Directions for this task >> Recast the records below as a two-column CSV with the header instruction,answer and one row per record. Put each field in double quotes, replace line breaks with spaces, and leave out the pictures.

═══ Material shown

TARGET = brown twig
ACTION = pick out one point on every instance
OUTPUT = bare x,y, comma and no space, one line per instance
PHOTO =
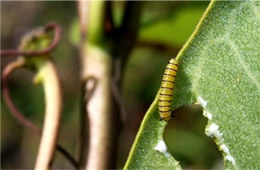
49,27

══════

Task response >>
instruction,answer
"TARGET = brown twig ACTION = pick out one point on every instance OUTPUT = bare x,y, comma and no space, one line per instance PHOTO =","49,27"